### Written exercise
Transcribe the passage of the word embeddings text below, starting with "The major drawback" and going on through "the input word.", without changing a single character.

### Document excerpt
= = = = = = =
Word Embeddings

Mathematical dimension reduction models

Word Representations suffer from the inherent Curse of Dimensionality due to its multidimensional representation in word vector space.

The idea is very simple — make a word vector representation, say in the form of multiple One-Hot vectors. Then deploy a Dimensionality Reduction algorithm such as Matrix Factorization using Singular Value Decomposition (SVD) to arrive at meaningful conclusions.

Co-occurrence aka Count based Methods:

A few of the co-occurrence or count based methods of generating Word Vectors are:

Term Frequency — Inverse Frequency (TF-IDF) Vectorization
Term-Document Frequency Vectorization

Latent Semantic Analysis (LSA) is an extension of SVD, which makes use of a “Document-Term Matrix”. LSA is built on the assumption of the Distributional Hypothesis that words that are close in meaning will occur in similar pieces of text.

The major drawback with such Dimensionality Reduction based methods are two folds —

they are computationally expensive
they don’t consider the global context in which the same word occurs.

NN Word Embedding models

Word2Vec

Each word is processed via an Input Layer, followed by a single Hidden Layer. Once the training is complete, the weights of the hidden layer will be used as a proxy representation for the input word.

FastText

Improves word2vec by treating each word as composed of n-grams. The whole vector as sum of the vector representation all the character n-grams. Fasttext can generate embedding for the words that does not appear in the training corpus (solves the OOV problem of word2vec). This can be done by adding the character n-gram of all the n-gram representations.

At the cost of high memory requiremen since the word embedding is at the character/n-gram level, solved by hash binning and dropping low frequency counts

Glove

GloVe is a count-based, unsupervised learning model that uses co-occurrence (how frequently two words appear together) statistics at a Global level to model the vector representations of words

Word2vec relies only on local information of language. That is, the semantics learnt for a given word, is only affected by the surrounding words.
= = = = = = =
### Excerpted records

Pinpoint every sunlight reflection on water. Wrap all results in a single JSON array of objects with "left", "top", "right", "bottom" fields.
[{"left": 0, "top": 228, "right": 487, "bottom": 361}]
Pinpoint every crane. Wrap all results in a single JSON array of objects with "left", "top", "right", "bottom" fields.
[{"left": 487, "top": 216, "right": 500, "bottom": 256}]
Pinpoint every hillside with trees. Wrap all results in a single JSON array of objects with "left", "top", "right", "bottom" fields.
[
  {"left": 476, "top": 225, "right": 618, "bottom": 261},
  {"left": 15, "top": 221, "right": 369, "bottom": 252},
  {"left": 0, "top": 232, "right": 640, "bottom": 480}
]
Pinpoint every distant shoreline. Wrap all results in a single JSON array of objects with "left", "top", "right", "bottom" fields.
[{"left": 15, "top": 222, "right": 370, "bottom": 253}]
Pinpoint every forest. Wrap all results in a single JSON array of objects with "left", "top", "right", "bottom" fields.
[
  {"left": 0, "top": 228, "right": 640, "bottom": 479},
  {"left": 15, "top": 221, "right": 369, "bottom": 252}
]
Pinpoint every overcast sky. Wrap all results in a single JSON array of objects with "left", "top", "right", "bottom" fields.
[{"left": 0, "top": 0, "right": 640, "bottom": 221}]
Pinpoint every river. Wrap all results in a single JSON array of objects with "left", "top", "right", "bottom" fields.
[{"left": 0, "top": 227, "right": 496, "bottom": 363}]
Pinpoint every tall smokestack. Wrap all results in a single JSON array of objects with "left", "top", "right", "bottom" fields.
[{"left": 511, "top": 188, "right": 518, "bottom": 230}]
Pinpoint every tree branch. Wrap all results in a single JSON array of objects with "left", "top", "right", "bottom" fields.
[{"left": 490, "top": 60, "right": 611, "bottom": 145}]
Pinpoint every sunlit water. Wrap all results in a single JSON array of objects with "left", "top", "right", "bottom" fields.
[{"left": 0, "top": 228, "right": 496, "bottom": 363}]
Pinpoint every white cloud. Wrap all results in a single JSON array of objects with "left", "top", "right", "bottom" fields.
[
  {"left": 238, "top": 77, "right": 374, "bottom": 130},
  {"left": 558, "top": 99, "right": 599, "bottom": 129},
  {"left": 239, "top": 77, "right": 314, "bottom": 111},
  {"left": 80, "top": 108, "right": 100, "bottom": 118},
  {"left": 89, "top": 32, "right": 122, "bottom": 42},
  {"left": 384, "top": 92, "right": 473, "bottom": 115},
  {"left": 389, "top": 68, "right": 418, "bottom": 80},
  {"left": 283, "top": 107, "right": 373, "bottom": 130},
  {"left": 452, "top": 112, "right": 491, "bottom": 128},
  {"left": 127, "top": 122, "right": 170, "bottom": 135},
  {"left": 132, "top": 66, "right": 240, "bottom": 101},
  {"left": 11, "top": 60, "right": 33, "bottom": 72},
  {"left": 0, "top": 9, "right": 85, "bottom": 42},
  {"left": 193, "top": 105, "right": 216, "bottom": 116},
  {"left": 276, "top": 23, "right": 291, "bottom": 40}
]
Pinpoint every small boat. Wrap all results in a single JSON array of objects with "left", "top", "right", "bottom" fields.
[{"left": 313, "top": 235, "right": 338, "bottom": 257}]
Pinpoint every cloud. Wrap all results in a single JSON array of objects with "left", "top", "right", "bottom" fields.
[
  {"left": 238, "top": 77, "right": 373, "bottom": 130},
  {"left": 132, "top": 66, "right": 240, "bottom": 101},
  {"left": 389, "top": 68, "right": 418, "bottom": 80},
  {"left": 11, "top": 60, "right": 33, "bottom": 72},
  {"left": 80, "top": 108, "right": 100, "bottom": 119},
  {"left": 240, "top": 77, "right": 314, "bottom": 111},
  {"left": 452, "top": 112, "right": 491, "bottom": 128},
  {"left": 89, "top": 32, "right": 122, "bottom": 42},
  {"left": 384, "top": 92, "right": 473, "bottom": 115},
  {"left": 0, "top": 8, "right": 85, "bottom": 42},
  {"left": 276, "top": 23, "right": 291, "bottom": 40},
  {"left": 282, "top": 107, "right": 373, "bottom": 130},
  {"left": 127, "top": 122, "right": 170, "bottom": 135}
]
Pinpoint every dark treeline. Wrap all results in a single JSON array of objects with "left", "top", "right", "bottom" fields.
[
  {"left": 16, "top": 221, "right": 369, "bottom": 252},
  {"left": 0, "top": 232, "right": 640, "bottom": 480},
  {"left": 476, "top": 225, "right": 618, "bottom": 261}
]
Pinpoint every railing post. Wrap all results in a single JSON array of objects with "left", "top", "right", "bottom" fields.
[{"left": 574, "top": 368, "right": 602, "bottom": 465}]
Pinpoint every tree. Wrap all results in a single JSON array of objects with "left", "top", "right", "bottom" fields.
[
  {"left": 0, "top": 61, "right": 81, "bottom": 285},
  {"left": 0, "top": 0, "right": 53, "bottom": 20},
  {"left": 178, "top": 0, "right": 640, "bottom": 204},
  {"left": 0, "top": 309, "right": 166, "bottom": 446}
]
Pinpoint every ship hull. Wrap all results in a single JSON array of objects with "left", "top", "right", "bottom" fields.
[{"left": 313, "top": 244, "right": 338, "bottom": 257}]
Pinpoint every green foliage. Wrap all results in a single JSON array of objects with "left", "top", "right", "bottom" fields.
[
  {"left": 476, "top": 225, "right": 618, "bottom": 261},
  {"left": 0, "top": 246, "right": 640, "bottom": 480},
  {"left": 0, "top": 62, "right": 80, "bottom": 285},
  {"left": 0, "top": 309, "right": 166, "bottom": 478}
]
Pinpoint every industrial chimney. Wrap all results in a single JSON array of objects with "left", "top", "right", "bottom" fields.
= = = = = = =
### Answer to the task
The major drawback with such Dimensionality Reduction based methods are two folds —

they are computationally expensive
they don’t consider the global context in which the same word occurs.

NN Word Embedding models

Word2Vec

Each word is processed via an Input Layer, followed by a single Hidden Layer. Once the training is complete, the weights of the hidden layer will be used as a proxy representation for the input word.